SOURCE RECORDS —
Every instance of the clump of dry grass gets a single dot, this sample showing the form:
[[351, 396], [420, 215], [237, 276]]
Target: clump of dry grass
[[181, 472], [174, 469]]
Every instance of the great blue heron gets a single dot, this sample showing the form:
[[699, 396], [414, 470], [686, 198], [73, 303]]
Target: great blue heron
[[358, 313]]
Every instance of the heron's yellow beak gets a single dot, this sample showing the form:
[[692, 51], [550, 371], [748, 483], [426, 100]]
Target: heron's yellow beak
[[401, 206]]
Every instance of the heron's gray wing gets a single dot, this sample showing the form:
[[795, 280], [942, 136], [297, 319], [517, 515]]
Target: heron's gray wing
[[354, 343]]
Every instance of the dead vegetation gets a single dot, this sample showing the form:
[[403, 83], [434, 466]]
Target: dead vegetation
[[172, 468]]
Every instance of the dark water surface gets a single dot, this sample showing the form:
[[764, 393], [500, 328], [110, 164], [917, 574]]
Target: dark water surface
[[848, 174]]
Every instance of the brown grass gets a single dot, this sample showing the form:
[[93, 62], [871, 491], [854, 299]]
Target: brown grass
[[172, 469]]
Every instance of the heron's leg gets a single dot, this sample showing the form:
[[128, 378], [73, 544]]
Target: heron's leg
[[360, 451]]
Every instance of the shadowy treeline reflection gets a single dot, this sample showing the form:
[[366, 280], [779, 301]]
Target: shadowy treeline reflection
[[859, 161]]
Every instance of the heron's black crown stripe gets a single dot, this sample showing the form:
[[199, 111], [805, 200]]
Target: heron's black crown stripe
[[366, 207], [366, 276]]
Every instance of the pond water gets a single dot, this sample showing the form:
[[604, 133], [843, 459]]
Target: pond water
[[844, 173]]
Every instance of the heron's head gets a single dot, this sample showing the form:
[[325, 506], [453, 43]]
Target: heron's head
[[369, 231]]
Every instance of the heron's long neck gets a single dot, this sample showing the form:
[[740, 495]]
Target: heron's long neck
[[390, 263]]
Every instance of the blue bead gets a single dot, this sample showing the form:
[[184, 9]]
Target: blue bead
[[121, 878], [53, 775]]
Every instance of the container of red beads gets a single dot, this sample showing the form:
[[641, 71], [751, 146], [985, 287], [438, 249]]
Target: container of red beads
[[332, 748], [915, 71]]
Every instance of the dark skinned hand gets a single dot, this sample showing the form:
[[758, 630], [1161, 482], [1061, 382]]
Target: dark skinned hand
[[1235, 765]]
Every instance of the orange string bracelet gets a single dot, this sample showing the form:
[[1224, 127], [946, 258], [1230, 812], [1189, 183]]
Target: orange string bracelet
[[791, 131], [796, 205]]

YOUR GOAL — Print every record exactly, so that each word matches what is written above.

EXERCISE RESULT —
Every instance of the clump of dry grass gets a single dot, this sample showing the form:
[[351, 396], [420, 215], [237, 276]]
Target: clump of dry grass
[[181, 472], [174, 469]]
Every instance of the great blue heron gets a single dot, this sample showing the form:
[[699, 396], [414, 470], [686, 198], [73, 303]]
Target: great blue heron
[[358, 313]]
Every instance of the heron's yellow beak gets a single dot, this sample showing the form:
[[692, 51], [550, 371], [748, 483], [426, 100]]
Target: heron's yellow beak
[[401, 206]]
Every instance of the heron's gray wing gets a single dot, this sample showing the form:
[[795, 280], [942, 136], [297, 319], [517, 515]]
Target: heron's gray wing
[[354, 343]]
Every instance of the dead vegetation gets a single dot, this sample showing the form:
[[403, 83], [434, 466]]
Target: dead vegetation
[[172, 468]]
Every instance of the dark water surface gets a single dot, this sample showing the form:
[[764, 393], [500, 328], [110, 164], [917, 574]]
Target: dark water surface
[[848, 174]]
Every instance of the brown grass gets a single dot, this sample showing the form:
[[93, 62], [871, 491], [854, 299]]
Target: brown grass
[[172, 469]]
Every instance of the heron's leg gets a single dot, this sample showing the form:
[[128, 378], [73, 544]]
Target: heron's leg
[[360, 451]]
Every instance of the shadowy treeline reflection gets a single dot, this sample showing the form:
[[366, 280], [779, 301]]
Target: shadowy treeline reflection
[[859, 161]]
Every instance of the heron's black crown stripe gets a single dot, this sample showing the form:
[[199, 111], [805, 200]]
Target: heron's black crown stripe
[[366, 207], [366, 276]]
Every instance of the pond water gets a single dot, this sample showing the form:
[[604, 133], [843, 459]]
Target: pond water
[[844, 173]]
Every instance of the heron's head gets a single dot, this sample showing the form:
[[325, 506], [453, 43]]
Target: heron's head
[[369, 231]]
Every instance of the heron's long neck gets a single dot, this sample showing the form:
[[740, 495]]
Target: heron's long neck
[[390, 263]]
Every instance of the blue bead gets a single dot, this sample showing the form:
[[184, 9]]
Target: blue bead
[[121, 878], [53, 775]]
Every instance of the container of red beads gets a single dot, this sample showing the form:
[[641, 71], [751, 146], [985, 287], [438, 249]]
Target: container of red beads
[[332, 748], [915, 71]]
Every instance of the dark skinned hand gets a single dot, this sample showing the form:
[[758, 630], [1161, 482], [1061, 382]]
Target: dark skinned hand
[[1235, 765]]
Every instance of the orange string bracelet gets a single dot, this sample showing the form:
[[1224, 127], [946, 258], [1230, 812], [1189, 183]]
Target: orange string bracelet
[[791, 131], [796, 205]]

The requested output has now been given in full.